*Reading text*
* BEGIN *

Venezuelan opposition leader Maria Corina Machado and opposition candidate Edmundo Gonzalez ride atop a truck during a protest in Caracas on July 30, 2024. (Matias Delacroix/AP)

A U.N. panel of electoral experts said in a new report that Venezuela’s national electoral authority fell short of following through on basic “transparency and integrity measures that are essential to holding credible elections.”

The panel of four experts, one of the few independent groups invited to Venezuela on the occasion of the July 28 vote, released a report on Tuesday that was not initially expected to be made public. In it, the U.N. experts wrote that the government’s decision to announce an election outcome without publicizing its details “has no precedent in contemporary democratic elections.”

“This had a negative impact on confidence in the outcome announced by the [National Electoral Council] among a large part of the Venezuelan electorate,” the report’s authors wrote.

The report is the latest independent assessment of a presidential election outcome that has been discredited by the United States and other nations who say the evidence clearly shows a victory for the country’s opposition.

The National Electoral Council declared President Nicolás Maduro the winner of the election, with 51 percent of the vote, but refused to release any of the precinct-level results of the election — despite promising and implementing a workflow to do so. The opposition, meanwhile, collected and publicized printouts from voting stations showing that opposition candidate Edmundo González won more than twice as many votes as Maduro.

The U.N. panel of experts said it reviewed a small, publicly available sample of those documents. The printed receipts at polling stations featured QR codes and signatures of officials and agents, security features that the panel said “appear to be very difficult to be fabricated.”

The panel, which was not a formal observation mission, was expected to only report internally to the U.N. secretary general with recommendations for future improvements. It was invited to observe the vote by Venezuela’s electoral council as part of an electoral agreement last year between the country’s government and its opposition, a deal supported with temporary sanctions relief from the United States.

* END *

*Work to complete*
[1] Reproduce the entries from the line containing "Isolate the white van visible here." through the final line of the entries, both included.
[2] Write the next part of the article on the U.N. expert panel's report about Venezuela's presidential election, picking up after its final sentence.
The entries have no connection to the article on the Venezuelan election.

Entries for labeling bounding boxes
* BEGIN *

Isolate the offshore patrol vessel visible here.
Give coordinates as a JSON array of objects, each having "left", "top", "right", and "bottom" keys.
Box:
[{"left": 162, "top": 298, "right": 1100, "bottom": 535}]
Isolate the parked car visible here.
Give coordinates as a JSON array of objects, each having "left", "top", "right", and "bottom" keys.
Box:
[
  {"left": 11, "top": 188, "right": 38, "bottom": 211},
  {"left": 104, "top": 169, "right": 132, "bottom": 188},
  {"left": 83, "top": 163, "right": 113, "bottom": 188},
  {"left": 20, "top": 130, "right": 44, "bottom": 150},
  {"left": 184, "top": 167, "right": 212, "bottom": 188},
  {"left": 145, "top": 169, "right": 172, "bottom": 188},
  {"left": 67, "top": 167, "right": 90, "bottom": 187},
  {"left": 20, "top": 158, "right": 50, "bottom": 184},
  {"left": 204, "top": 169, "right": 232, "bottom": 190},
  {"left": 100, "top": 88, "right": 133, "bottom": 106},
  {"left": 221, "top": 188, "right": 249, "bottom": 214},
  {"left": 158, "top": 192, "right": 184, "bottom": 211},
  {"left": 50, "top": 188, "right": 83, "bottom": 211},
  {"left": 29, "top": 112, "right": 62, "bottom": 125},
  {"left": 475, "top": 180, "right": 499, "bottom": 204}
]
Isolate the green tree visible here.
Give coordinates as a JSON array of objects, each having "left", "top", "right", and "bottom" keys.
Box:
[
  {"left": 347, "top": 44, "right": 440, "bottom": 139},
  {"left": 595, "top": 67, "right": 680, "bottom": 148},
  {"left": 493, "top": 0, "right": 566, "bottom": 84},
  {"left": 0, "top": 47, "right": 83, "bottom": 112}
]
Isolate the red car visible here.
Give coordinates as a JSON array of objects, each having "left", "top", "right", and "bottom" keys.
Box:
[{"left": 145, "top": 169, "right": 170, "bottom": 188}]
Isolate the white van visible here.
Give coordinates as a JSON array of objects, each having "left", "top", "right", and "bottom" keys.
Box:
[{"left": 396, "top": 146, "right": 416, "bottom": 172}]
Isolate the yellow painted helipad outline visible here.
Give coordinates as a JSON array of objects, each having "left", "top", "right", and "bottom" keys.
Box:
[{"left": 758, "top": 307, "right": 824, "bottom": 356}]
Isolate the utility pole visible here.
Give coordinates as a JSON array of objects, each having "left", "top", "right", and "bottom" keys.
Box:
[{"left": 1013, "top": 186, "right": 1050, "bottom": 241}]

* END *

*Answers provided*
[1]
Isolate the white van visible here.
Give coordinates as a JSON array of objects, each having "left", "top", "right", and "bottom" keys.
Box:
[{"left": 396, "top": 146, "right": 416, "bottom": 172}]
Isolate the yellow painted helipad outline visible here.
Give coordinates as a JSON array of objects, each having "left", "top", "right", and "bottom" keys.
Box:
[{"left": 758, "top": 307, "right": 824, "bottom": 356}]
Isolate the utility pole visible here.
Give coordinates as a JSON array of objects, each having "left", "top", "right", and "bottom" keys.
Box:
[{"left": 1013, "top": 186, "right": 1050, "bottom": 241}]

[2]
The actual election day was “logistically well organized,” the panel said, and the electoral council was able to detect and quickly resolve “a large majority of small technical glitches that were reported during the day.”

According to the report, the country’s electronic results transmission abruptly stopped in the hours after polls closed, a delay that the electoral council blamed on a terrorist cyberattack. But the panel was not able to independently verify the presence of external attacks because the electoral council postponed and later canceled three post-electoral audits, including on the communication system.

The Atlanta-based Carter Center, which also sent a group of observers to Venezuela’s election, previously said the vote did not meet international standards of electoral integrity and cannot be considered democratic. Jennie Lincoln, head of the Carter Center’s mission in Venezuela, has cast doubt over the possibility of an internet hacking disruption.

Hours before the U.N. report was released, Jorge Rodríguez, head of the government-controlled national assembly, described the U.N. panel as “filled with trash” and criticized its decision to make the report public. He proposed a change in the electoral law to ban international observers in future elections.

“Why do they have to come?” he asked.